Excerpts from a dataset:
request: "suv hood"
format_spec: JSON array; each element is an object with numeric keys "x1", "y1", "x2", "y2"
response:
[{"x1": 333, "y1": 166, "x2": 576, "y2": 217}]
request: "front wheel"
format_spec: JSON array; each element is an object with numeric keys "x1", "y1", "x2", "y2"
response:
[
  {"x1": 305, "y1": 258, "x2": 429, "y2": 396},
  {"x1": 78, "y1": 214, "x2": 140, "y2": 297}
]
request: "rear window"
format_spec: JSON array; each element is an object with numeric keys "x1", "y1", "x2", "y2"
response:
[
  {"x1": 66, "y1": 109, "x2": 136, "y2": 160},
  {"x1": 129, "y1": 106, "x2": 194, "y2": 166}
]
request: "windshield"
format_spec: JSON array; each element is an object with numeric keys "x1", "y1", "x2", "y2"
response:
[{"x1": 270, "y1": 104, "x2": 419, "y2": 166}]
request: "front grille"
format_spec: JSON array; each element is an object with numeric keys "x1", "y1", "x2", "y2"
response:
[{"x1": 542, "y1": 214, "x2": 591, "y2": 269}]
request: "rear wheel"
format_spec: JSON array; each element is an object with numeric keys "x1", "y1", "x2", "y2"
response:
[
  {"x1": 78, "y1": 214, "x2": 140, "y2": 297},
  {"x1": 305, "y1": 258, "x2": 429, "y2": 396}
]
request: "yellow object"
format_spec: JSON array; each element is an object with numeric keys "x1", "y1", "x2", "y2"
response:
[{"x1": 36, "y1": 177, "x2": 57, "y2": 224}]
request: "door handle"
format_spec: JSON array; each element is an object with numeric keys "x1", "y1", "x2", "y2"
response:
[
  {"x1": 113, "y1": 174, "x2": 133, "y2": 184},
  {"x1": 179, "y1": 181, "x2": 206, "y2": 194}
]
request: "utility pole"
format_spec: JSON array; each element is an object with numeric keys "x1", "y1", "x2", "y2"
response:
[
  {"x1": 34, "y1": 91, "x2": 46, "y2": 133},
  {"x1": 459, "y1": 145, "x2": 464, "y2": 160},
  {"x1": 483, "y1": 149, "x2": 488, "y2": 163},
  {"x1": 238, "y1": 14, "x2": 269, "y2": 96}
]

Task description: The required answer is the complete data, repeated exactly.

Exercise answer:
request: "suv hood"
format_spec: JSON array; each element is an object with numeric keys "x1", "y1", "x2", "y2"
response:
[{"x1": 333, "y1": 166, "x2": 576, "y2": 217}]
request: "front wheel"
format_spec: JSON array; each element is an object with numeric keys "x1", "y1", "x2", "y2"
response:
[
  {"x1": 305, "y1": 258, "x2": 429, "y2": 396},
  {"x1": 78, "y1": 214, "x2": 140, "y2": 297}
]
request: "rear window"
format_spec: JSON array; each element is an object with numeric keys "x1", "y1", "x2", "y2"
response:
[
  {"x1": 66, "y1": 109, "x2": 136, "y2": 160},
  {"x1": 129, "y1": 106, "x2": 194, "y2": 166}
]
request: "windshield"
format_spec: JSON array; each element is an object with numeric keys "x1", "y1", "x2", "y2"
response:
[{"x1": 270, "y1": 104, "x2": 419, "y2": 166}]
request: "front grille"
format_spec: JSON array; each element is an object with numeric keys "x1", "y1", "x2", "y2"
response:
[{"x1": 542, "y1": 214, "x2": 591, "y2": 269}]
request: "rear wheel"
format_spec: JSON array; each element is an object with numeric keys "x1", "y1", "x2", "y2"
response:
[
  {"x1": 78, "y1": 214, "x2": 140, "y2": 297},
  {"x1": 305, "y1": 258, "x2": 429, "y2": 396}
]
request: "yellow object"
format_spec: JSON array; each element is an object with numeric keys "x1", "y1", "x2", "y2"
response:
[{"x1": 36, "y1": 177, "x2": 57, "y2": 224}]
request: "door handle"
format_spec: JSON array; each element is an object with numeric keys "x1", "y1", "x2", "y2"
response:
[
  {"x1": 113, "y1": 174, "x2": 133, "y2": 184},
  {"x1": 179, "y1": 181, "x2": 206, "y2": 194}
]
request: "utility pole"
format_spec: JSON array; each element is an object with numeric keys "x1", "y1", "x2", "y2"
response:
[
  {"x1": 34, "y1": 91, "x2": 46, "y2": 133},
  {"x1": 459, "y1": 145, "x2": 464, "y2": 160},
  {"x1": 483, "y1": 149, "x2": 488, "y2": 163},
  {"x1": 238, "y1": 14, "x2": 269, "y2": 96}
]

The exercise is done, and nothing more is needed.